▸ YOUR INSTRUCTIONS
Format the stretch of the listing below, from the line containing "Pop quiz! Can you mark the trophy base" through the end of the listing, as a Markdown table with the columns "Row" and "Line". Number each line in order and leave out blank lines.

▸ INPUT FOR THIS TASK

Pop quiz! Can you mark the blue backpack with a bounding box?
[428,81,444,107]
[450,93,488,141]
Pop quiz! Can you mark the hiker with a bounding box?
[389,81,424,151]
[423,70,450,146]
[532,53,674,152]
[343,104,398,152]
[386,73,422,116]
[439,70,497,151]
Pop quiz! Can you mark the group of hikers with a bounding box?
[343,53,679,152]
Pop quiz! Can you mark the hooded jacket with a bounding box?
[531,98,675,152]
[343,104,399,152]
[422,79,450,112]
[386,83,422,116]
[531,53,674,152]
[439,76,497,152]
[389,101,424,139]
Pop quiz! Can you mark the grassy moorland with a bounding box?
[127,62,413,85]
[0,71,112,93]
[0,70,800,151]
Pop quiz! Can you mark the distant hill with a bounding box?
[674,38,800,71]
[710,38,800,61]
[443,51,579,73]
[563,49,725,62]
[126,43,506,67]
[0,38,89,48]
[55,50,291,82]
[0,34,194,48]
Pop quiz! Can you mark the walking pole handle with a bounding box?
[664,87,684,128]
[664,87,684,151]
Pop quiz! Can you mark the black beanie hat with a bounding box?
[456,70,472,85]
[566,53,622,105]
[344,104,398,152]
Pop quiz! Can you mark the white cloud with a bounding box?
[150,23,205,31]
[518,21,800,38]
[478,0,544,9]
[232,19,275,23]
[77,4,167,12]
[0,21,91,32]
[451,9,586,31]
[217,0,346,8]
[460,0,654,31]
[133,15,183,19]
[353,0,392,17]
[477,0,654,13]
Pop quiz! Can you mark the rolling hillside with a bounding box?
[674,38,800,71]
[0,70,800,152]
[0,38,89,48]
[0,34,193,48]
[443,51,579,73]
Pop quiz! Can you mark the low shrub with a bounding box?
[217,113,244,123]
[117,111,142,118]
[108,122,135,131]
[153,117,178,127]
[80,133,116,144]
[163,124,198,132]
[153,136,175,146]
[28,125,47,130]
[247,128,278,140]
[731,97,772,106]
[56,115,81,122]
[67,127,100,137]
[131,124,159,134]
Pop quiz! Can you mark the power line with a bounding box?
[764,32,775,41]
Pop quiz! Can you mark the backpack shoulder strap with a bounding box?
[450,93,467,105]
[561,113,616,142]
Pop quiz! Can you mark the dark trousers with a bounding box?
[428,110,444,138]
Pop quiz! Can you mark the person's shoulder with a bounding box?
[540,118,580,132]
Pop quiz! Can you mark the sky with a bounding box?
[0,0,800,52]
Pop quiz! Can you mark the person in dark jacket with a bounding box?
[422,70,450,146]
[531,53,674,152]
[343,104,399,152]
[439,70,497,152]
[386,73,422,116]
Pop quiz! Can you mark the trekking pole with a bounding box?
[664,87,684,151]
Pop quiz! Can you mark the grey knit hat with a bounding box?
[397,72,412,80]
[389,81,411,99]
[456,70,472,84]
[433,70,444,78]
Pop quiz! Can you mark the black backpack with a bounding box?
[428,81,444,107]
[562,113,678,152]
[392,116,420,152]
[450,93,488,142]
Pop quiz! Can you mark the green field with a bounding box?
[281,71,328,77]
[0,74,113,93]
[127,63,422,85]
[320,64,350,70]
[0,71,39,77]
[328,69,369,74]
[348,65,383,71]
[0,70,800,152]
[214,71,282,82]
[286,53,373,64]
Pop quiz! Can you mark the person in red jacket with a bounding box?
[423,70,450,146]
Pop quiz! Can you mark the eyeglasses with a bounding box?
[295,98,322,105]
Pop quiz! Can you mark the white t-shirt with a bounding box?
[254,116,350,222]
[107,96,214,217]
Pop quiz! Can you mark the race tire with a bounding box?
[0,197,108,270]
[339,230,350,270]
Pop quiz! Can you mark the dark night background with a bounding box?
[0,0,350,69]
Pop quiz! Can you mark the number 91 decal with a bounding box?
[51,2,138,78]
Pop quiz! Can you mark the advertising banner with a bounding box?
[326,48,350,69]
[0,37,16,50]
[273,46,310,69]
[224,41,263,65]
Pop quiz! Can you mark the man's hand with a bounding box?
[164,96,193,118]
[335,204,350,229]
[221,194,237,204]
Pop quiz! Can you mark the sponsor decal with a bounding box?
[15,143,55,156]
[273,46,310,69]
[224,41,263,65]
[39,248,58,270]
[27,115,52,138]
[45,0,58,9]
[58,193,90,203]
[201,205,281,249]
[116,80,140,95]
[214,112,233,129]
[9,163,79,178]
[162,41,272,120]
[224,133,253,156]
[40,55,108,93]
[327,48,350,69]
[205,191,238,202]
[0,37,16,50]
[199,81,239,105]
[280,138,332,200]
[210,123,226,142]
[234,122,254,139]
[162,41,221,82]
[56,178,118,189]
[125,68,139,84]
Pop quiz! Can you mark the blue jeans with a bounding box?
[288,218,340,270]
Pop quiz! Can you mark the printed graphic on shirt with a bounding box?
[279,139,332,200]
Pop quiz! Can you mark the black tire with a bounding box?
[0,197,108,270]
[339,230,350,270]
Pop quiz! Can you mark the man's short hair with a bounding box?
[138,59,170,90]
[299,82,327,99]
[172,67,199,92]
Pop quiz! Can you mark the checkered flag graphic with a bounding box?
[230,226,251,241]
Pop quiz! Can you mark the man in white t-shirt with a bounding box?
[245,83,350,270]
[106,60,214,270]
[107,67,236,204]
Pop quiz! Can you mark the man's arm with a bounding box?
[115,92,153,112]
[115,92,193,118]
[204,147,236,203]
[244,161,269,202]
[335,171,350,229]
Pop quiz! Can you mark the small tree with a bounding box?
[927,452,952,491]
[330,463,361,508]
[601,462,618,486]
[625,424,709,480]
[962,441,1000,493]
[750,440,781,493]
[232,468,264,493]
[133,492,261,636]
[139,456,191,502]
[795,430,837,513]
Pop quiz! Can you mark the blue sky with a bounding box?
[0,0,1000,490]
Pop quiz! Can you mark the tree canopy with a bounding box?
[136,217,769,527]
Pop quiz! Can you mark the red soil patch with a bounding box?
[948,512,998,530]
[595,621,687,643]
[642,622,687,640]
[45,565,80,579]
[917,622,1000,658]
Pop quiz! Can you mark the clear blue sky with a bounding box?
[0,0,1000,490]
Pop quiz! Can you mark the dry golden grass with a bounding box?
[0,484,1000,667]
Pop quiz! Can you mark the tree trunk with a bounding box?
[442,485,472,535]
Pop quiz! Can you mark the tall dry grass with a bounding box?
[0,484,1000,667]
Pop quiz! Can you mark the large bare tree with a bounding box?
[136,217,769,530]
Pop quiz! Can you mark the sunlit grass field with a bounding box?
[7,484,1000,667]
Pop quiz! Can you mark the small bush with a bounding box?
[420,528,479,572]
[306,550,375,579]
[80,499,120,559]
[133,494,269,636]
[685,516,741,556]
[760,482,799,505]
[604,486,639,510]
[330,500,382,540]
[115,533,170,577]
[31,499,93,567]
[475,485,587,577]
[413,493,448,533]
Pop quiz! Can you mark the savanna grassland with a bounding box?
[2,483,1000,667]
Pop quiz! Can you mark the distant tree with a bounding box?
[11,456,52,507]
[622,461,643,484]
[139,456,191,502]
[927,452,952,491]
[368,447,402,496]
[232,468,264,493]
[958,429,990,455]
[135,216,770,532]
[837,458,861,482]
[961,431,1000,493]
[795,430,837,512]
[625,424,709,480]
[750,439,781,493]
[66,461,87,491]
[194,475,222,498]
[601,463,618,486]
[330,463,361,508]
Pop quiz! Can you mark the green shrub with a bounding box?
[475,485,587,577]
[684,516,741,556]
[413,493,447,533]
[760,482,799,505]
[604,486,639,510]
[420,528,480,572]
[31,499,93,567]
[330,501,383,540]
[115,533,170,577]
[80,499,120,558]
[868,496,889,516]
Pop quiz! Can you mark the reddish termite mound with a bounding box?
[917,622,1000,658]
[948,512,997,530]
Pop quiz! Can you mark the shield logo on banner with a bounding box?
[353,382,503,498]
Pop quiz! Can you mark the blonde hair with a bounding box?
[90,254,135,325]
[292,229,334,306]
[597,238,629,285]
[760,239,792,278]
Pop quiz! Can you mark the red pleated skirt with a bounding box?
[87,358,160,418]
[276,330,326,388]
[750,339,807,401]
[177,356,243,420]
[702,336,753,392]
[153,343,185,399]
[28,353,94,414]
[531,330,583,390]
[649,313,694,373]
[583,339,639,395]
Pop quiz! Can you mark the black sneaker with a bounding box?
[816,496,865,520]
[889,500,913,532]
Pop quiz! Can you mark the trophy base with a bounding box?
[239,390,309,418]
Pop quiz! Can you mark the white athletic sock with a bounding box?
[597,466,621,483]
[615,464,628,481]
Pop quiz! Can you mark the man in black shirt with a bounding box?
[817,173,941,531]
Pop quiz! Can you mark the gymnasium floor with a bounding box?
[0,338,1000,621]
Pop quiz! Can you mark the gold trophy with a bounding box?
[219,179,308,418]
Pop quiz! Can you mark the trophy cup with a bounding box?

▸ FINAL RESULT
| Row | Line |
|---|---|
| 1 | Pop quiz! Can you mark the trophy base with a bounding box? |
| 2 | [239,390,309,418] |
| 3 | Pop quiz! Can you mark the white athletic sock with a bounding box? |
| 4 | [597,466,621,483] |
| 5 | [615,464,628,481] |
| 6 | Pop quiz! Can you mark the man in black shirt with a bounding box? |
| 7 | [817,173,941,531] |
| 8 | Pop quiz! Can you mark the gymnasium floor with a bounding box? |
| 9 | [0,338,1000,621] |
| 10 | Pop quiz! Can you mark the gold trophy with a bounding box? |
| 11 | [219,179,308,418] |
| 12 | Pop quiz! Can you mark the trophy cup with a bounding box? |